(Data excerpts)

◆ ◆ ◆

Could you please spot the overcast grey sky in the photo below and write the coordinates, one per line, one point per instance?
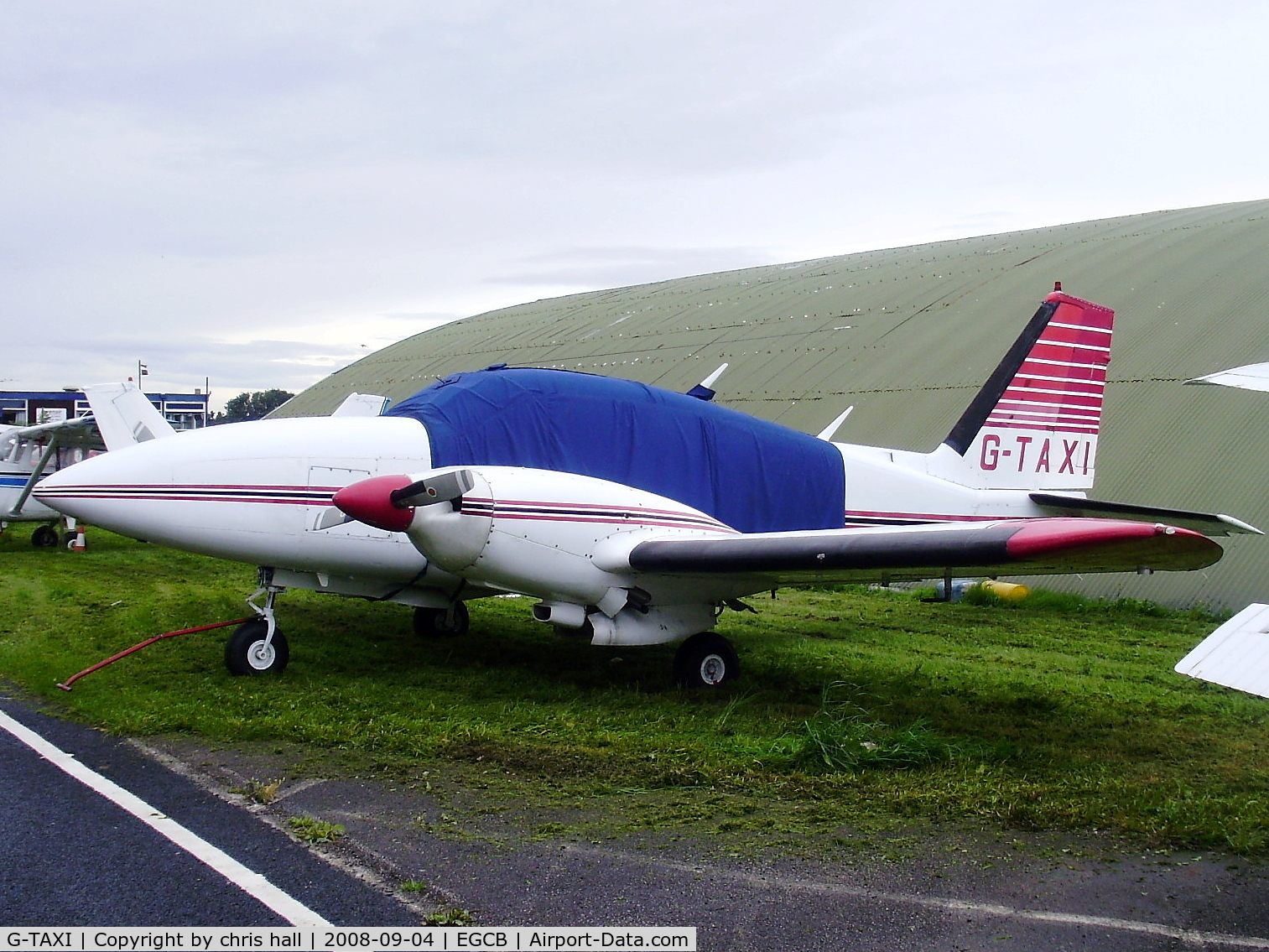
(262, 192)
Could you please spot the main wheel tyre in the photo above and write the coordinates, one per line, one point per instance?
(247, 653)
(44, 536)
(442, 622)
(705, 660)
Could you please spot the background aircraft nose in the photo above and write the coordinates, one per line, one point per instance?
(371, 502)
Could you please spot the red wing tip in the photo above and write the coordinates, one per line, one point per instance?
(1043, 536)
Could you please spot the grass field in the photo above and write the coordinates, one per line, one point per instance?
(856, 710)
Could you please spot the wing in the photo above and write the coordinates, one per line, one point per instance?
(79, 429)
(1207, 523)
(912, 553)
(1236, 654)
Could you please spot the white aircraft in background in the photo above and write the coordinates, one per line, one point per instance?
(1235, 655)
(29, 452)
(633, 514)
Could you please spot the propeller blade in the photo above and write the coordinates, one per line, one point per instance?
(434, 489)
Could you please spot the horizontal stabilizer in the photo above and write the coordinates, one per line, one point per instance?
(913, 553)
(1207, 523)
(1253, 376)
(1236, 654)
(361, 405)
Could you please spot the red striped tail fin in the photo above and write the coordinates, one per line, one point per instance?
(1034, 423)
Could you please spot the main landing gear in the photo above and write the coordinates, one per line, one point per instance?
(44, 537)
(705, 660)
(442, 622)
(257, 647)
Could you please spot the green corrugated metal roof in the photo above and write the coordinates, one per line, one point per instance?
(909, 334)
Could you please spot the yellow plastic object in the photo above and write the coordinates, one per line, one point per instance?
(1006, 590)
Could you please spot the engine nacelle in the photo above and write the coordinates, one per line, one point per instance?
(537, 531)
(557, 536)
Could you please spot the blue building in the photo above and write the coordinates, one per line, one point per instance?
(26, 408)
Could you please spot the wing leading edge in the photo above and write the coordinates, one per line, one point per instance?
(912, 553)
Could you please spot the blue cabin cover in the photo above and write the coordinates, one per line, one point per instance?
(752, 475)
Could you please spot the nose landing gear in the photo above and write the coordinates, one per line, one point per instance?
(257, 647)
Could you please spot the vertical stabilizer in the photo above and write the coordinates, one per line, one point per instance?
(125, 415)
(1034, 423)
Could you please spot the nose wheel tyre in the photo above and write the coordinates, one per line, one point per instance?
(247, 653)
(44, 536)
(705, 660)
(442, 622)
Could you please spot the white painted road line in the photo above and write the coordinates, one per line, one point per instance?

◆ ◆ ◆

An exact, word-for-word copy of the records is expected, with no pictures in it.

Could you please spot the overcast grey sky in the photo below and write the coordinates, one per line, one point per instance?
(262, 192)
Could you please spot the main wheel tyre in the photo above and write the coordinates, one per line, one point per instance?
(247, 653)
(44, 536)
(442, 622)
(705, 660)
Could you please spot the background aircraft nose in the photo above and write the coordinates, one per line, one point per instance?
(371, 502)
Could you please spot the red wing tip in the photo above and write the coordinates, one per line, one point per instance?
(1043, 536)
Could you please spot the grass field in the photo above and write the coordinates, one per line, one point per instance?
(856, 710)
Could you please spot the wing in the photo above and write the coordinates, one per line, one point per instance?
(79, 429)
(1207, 523)
(912, 553)
(1236, 654)
Could you please spot the white aircraft in background in the photo above and write the coordinates, one per line, one point per instance?
(1235, 655)
(29, 452)
(633, 514)
Could you please spot the propeller blade in the photo above and write the coordinates, one per line, one point per instance?
(434, 489)
Could you please spot the horizontal stabilizer in the photo above and write the coordinates, one per line, one point per instance?
(913, 553)
(1207, 523)
(1253, 376)
(1236, 654)
(361, 405)
Could you please spot the red striped tail fin in the photo above and write the coordinates, one per line, one point per instance?
(1034, 423)
Could you please spot the main landing gear in the photo above and write the coordinates, one per line, one point per instance?
(44, 537)
(705, 660)
(442, 622)
(257, 647)
Could you please spot the green corrugated metal roof in the photo above and write the coordinates, one per line, one point per instance?
(909, 334)
Could you please spot the yellow plastic object in the photo above and write the coordinates, one per line, one point per instance?
(1006, 590)
Could you please spot the engine nacelle in the photo above and write the coordinates, one per line, one point per instance?
(537, 531)
(557, 536)
Could you please spot the blue building in the photo above and write the coordinates, one per line, one point per instance?
(26, 408)
Could you please spot the wing leading edge in the photo above and write the coordinates, one per line, one point per instance?
(912, 553)
Could you please spot the blue cabin cover in the photo above and write the coordinates, one per line, one point per instance?
(752, 475)
Could you please spot the nose landing gear in the photo above and write the coordinates, one per line, one point per instance?
(257, 647)
Could you please spot the vertical stabilizer in the photo above and write the coordinates, one per line, one point per instance?
(125, 415)
(1034, 423)
Could you please spot the nose wheel tyre in the photo above and write the coordinates, one per line, one point per instance?
(247, 653)
(44, 536)
(705, 660)
(442, 622)
Could you please spot the white painted road line in the photo above and write the coordinates, one per line, one point per instance?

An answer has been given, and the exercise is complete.